* _WORK TO BE COMPLETED_
Transcribe each entry below exactly. Pictures do not go in the copy.

Start of RECORDED DATA

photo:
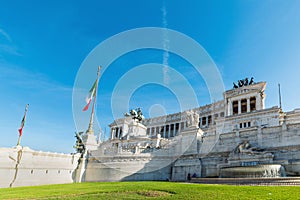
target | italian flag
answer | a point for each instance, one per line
(23, 121)
(92, 93)
(22, 125)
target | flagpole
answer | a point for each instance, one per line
(90, 129)
(22, 125)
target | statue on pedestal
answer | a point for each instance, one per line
(79, 146)
(136, 115)
(192, 118)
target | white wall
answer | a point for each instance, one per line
(21, 166)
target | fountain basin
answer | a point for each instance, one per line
(257, 171)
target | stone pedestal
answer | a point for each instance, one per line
(90, 142)
(136, 129)
(191, 138)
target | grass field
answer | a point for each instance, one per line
(149, 190)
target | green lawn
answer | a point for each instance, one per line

End of RECORDED DATA

* _ANSWER SPACE_
photo:
target | italian flag
answer | a point for each instance, one per line
(23, 121)
(92, 93)
(22, 125)
target | flagpole
answer | a point for each instance, one per line
(90, 129)
(22, 125)
target | statue on pedestal
answer | a point for each instance, one per line
(79, 146)
(136, 115)
(192, 118)
target | white wall
answer | a point for each instance, one per line
(21, 166)
target | fountain basin
answer | a point for each instance, one per line
(257, 171)
target | stone pedestal
answer | a point for each instance, one per line
(90, 142)
(136, 129)
(191, 138)
target | grass field
answer | a point for each instance, one per line
(149, 190)
target | green lawn
answer | a point for each instance, one per line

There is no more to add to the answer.